_Your tasks_
A) What rims replaced the original Araya rims on the bike in the Bianchi Premio thread?
B) Summarize the Bianchi Premio thread in two sentences.
C) Pick up the Bianchi Premio thread from where it stops.

_Text_
______

# 1988? Bianchi Premio



## matanza (Jun 9, 2004)

This is my latest acquisition! Found it here in Mexico in the corner of an obscure shop in the town where I live. The shop is closed 90% of the time. The original tires were crunchy but the rest of the bike except for a few dings in the paint was in almost new condition. I paid $170 for the bike as I found it. Except for rims and spokes I had the rest of the items I added in my stash of extra parts. It's heavy but I will be using it mainly for errands etc.

The rims were Araya 27" and flimsy. I tried to true up the rear but tensioning the drive side twisted the rims way out of whack. I changed the rims to 700 Alex AT400 like are currently used on the 2005-6 Pistas. I also added new bar tape and Kool Stop brake pads and holders. Tires are Conti Ultra 3000. 

After a good tear down and clean up this looks like a new bike as it was never out in the sun. I need to find some nail polish the same color as the paint to touch up the knicks where the white base coat is showing though. The chain rings and cassette are like new.


----------



## Dave Hickey (Jan 27, 2002)

Very nice bike...I have one too only mine is black...It's a very sweet riding frame...


----------



## racerx (Jan 29, 2004)

*I have a Celeste one...*

heavy when you pick it up but somehow doesn't feel heavy on the road at all.

Nice find, I paid that much for the frame and fork.


----------



## matanza (Jun 9, 2004)

______

_Information supplied_
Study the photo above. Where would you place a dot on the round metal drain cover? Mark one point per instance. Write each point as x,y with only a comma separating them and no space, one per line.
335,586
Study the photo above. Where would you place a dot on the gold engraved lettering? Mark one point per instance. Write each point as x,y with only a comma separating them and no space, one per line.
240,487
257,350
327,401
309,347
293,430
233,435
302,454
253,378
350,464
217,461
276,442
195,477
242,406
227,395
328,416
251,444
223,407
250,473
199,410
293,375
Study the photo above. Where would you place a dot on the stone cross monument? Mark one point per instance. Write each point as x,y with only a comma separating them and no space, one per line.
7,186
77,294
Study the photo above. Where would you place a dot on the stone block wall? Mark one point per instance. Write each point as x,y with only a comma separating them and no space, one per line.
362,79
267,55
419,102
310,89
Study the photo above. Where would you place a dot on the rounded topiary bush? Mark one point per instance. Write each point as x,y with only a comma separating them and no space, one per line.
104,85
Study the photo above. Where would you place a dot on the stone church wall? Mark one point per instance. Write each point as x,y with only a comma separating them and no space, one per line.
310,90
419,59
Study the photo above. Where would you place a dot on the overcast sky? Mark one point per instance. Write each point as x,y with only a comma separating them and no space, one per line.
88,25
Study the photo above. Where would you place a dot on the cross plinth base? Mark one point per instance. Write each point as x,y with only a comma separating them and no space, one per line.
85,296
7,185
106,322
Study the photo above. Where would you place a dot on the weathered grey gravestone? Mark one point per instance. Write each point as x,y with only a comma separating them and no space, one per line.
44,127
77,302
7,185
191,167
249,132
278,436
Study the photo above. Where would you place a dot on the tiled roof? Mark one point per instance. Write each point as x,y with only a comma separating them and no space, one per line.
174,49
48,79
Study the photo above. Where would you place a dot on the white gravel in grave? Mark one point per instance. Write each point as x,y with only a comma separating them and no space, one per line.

______

_In response_
A) 700 Alex AT400 rims.

B) A forum member describes buying a near-new Bianchi Premio in Mexico for $170, replacing its flimsy Araya 27" rims with 700 Alex AT400 rims and adding new bar tape, Kool Stop brake pads and holders, and Conti Ultra 3000 tires. Two other members who own the model reply, one calling it a very sweet riding frame and the other saying it is heavy to pick up but doesn't feel heavy on the road.

C)
racerx said:


> heavy when you pick it up but somehow doesn't feel heavy on the road at all.
> 
> Nice find, I paid that much for the frame and fork.


I've not had much chance to ride it until last night. You're right, heavy, but once under way it's smooth as silk and you don't notice. I'm going to love it. I would have preferred celeste, but as you say at this price I'll ride red. Besides all my other bikes are red.


----------



## bjm (Feb 21, 2005)

*It's my main ride*

I found the same bike and tore it down. I replaced the wheels with velocity deep v's w/a rear flip flop hub.....It rides like a caddy and has the giddyup of much lighter material....I 've since wrapped the frame in tennis racquet tape b/c it has yet to have one scratch on it....I bought it in super cherry condition for 50 bucks. I sold the left over components and the extras they threw in for 2 hundi. So I'm 50 bucks into my favorite ride....


----------



## JayTee (Feb 3, 2004)

Awe those Araya rims. My retro ride is a 1990ish Alfana, Tange Prestige Chromo in Celeste. I love it dearly (yes, it is heavy). But those damn rims. I was constantly out of true. I did replace the wheelset on mine.


----------



## thenazz (Apr 23, 2005)

*Testify!*

My first good bike was an old late eighties/early ninties Premio (one of those gold/yellow paint jobs). I sold it after getting a few better bikes like a Repato Corso Bianchi with a full Campy Record Gruppo, a Cannondale R1000 for racing, A Quintana Roo for TTs, etc. One day I saw a Premio frame on ebay just like my old one, same size, same color and snagged it for forty bucks. I built it up with parts I had laying around and it's now running a Look carbon fiber fork, Cane Creek threadless headset, Profile Design stem, Campy Record 8-speed drive train & brakes, Dura-ace hubs and Mavic OP rims, Michelin 25mm Pro Race tires. The ride is PLUSH! If my house was burning and I could only grab one bike I really think it would be the Premio.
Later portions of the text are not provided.